PROVIDED TEXT.
A terrible tragedy has occurred. Some people died, no matter which side from. But Odesa turned out to be the only city which, in the absence of the authorities and police, tried to defend itself.

“Don’t forget that there were people from Kharkiv there. All those instances, when the rescued were put on their knees, humiliated, beaten, and led through the ‘corridor of disgrace,’ are the exact repetition of what Oplot was doing to people in Kharkiv. The warring sides borrow from one another. While the anti-Maidan borrowed self-organization from the Maidan, the Maidan began to borrow some inhuman matters from the anti-Maidan, for a defeated enemy is a prisoner of war, not an enemy.”

You are, first of all, an artist with your own civic stand. You are closely watching all that is going on today, but, above all, you are an artist. To what extent do you think the hackneyed phrase “when guns talk, the Muses fall silent” is right?

“Well, when guns talk, the Muses do not necessarily fall silent. The Muses sometimes sing along with guns and sometimes try to avert [a war]. In some of the works I’ve done, I tried to abstract myself from the events, but in others these events seem to be going right through me. The artist cannot stop being an artist. The artist can’t help noticing what is going on around.”

How do you think Ukraine should be presented to the world today?

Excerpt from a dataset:
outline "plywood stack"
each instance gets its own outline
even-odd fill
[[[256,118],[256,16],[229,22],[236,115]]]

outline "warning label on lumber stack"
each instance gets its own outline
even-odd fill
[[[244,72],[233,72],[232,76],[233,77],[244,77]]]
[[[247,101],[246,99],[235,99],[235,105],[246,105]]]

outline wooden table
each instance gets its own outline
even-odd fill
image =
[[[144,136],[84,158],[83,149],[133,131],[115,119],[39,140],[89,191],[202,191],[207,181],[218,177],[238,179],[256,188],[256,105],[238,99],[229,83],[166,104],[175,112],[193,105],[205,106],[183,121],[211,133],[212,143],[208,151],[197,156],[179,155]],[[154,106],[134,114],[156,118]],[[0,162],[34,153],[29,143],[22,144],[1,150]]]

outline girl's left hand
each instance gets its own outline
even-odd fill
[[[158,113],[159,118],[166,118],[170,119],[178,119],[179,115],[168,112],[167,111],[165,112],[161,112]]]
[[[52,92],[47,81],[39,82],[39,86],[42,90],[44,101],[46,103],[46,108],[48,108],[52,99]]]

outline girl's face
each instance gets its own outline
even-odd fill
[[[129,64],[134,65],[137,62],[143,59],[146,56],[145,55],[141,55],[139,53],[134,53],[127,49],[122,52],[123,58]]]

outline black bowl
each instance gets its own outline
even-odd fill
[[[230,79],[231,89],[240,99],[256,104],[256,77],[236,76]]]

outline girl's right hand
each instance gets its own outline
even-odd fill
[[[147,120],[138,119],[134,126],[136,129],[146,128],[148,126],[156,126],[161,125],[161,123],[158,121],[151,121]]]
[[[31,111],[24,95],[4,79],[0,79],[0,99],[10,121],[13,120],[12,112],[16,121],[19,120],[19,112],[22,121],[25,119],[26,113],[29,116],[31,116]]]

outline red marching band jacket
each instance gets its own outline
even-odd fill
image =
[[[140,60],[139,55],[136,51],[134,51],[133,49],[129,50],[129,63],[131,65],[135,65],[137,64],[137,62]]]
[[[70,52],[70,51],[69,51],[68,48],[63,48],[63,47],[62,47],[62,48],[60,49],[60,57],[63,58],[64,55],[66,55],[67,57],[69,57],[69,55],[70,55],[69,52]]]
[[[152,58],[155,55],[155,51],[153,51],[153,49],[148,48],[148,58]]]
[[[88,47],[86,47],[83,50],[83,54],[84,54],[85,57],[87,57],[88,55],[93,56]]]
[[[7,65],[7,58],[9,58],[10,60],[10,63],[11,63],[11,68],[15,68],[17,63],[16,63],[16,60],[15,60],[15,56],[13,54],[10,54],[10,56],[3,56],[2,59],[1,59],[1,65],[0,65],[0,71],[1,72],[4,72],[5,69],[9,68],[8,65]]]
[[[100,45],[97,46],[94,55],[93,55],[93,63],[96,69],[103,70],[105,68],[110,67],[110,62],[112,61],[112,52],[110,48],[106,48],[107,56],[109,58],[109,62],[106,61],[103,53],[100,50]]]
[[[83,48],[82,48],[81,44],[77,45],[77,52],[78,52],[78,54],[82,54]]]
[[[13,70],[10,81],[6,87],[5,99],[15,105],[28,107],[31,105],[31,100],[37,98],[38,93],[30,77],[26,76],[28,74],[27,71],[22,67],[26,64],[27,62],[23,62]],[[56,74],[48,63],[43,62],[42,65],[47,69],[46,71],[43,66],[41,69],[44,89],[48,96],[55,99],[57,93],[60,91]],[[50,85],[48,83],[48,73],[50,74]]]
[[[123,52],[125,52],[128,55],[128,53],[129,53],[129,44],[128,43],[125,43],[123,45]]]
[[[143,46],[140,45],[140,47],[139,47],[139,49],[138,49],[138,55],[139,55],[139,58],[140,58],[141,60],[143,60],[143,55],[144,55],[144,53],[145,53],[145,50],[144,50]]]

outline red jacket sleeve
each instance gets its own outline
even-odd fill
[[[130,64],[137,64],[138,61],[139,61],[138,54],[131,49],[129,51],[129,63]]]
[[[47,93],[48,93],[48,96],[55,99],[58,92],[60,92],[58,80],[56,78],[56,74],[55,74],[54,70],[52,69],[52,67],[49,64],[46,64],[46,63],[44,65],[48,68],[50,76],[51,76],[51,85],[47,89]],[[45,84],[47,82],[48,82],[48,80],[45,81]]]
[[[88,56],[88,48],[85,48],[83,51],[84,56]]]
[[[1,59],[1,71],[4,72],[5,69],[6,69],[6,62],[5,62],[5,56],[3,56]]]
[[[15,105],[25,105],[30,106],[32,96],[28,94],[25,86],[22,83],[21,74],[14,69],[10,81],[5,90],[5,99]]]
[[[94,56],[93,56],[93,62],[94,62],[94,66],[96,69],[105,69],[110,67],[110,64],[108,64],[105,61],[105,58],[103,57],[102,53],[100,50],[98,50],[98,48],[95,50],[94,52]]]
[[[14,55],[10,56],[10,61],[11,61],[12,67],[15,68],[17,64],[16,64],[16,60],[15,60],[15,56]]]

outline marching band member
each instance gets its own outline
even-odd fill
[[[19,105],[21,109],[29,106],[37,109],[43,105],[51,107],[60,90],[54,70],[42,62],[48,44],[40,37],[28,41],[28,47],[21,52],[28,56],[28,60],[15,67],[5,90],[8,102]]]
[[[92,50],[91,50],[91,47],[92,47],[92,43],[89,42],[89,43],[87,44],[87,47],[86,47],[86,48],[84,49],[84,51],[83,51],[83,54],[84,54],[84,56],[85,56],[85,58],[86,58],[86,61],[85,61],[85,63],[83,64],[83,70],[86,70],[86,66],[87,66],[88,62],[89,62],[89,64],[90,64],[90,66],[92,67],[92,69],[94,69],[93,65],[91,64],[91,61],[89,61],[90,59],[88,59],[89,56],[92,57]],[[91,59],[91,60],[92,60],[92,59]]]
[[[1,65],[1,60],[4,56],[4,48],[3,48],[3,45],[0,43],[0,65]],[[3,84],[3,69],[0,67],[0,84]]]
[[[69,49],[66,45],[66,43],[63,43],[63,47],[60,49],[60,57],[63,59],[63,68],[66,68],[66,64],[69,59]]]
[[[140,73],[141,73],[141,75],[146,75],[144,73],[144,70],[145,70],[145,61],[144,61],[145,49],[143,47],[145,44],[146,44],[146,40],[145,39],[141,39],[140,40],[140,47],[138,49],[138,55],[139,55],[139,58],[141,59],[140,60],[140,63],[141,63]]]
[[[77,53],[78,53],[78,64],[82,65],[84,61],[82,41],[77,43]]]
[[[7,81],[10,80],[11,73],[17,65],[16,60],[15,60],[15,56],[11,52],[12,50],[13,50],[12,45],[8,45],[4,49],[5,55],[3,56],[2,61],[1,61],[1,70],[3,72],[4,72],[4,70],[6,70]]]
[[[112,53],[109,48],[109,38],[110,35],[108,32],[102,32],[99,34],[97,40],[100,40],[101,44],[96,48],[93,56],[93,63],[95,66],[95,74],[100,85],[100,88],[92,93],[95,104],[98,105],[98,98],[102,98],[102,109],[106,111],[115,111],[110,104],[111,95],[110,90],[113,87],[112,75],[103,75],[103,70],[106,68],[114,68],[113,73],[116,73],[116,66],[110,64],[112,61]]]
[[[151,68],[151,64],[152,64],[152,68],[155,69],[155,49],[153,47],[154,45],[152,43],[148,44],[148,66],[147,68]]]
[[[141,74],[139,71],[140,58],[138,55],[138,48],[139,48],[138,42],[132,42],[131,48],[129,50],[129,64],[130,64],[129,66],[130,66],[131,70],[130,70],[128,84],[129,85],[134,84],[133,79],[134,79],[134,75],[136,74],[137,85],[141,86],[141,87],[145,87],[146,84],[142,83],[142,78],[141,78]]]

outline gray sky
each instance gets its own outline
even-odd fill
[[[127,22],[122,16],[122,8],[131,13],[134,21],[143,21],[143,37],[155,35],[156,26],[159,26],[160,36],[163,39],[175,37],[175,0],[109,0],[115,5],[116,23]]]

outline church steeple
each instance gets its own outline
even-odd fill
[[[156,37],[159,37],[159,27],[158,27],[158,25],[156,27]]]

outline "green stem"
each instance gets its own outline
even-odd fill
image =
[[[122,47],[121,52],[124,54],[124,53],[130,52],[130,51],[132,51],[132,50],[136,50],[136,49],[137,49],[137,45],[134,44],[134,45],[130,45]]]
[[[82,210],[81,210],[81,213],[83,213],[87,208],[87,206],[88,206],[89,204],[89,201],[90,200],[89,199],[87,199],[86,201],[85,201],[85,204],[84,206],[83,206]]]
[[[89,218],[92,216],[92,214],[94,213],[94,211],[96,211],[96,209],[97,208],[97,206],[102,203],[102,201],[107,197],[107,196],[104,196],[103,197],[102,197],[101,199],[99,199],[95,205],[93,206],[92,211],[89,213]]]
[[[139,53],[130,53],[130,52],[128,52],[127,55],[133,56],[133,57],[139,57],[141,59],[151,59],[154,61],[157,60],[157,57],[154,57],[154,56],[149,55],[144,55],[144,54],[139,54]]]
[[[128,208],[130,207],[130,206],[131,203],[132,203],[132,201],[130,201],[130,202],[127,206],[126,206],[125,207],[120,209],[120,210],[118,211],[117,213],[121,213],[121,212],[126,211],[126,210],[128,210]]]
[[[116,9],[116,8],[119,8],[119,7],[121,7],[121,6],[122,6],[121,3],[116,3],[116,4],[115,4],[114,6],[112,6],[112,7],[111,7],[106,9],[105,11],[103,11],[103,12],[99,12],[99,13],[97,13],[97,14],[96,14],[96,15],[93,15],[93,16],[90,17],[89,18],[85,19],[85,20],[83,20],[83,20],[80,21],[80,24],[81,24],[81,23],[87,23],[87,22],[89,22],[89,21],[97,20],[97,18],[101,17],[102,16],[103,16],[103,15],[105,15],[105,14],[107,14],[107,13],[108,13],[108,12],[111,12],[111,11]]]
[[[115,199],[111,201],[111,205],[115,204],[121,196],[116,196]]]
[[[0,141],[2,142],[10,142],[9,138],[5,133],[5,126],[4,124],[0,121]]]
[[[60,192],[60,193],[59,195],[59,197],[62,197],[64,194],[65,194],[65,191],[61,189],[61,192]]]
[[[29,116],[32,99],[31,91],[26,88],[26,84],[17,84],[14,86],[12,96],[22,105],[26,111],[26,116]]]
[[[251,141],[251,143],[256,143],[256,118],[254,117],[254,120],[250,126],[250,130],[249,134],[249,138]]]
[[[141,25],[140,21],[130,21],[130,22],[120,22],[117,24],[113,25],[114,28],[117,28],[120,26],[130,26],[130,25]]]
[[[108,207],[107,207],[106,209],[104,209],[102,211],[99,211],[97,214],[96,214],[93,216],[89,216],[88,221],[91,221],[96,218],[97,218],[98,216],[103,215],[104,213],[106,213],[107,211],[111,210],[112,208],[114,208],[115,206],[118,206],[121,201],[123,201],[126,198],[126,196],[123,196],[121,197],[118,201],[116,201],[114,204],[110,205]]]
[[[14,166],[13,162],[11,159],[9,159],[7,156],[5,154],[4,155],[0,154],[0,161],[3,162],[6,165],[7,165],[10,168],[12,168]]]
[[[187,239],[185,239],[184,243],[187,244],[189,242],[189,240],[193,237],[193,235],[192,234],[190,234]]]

TASK SET.
(1) According to the interview excerpt, what does the speaker say a defeated enemy is?
(2) Copy word for word the lines of the listing between the line holding "outline church steeple" and the line holding "[[[156,37],[159,37],[159,27],[158,27],[158,25],[156,27]]]", inclusive.
The interview excerpt has no connection to the listing.

SOLUTIONS PER TASK.
(1) A prisoner of war, not an enemy.

(2)
outline church steeple
each instance gets its own outline
even-odd fill
[[[156,37],[159,37],[159,27],[158,27],[158,25],[156,27]]]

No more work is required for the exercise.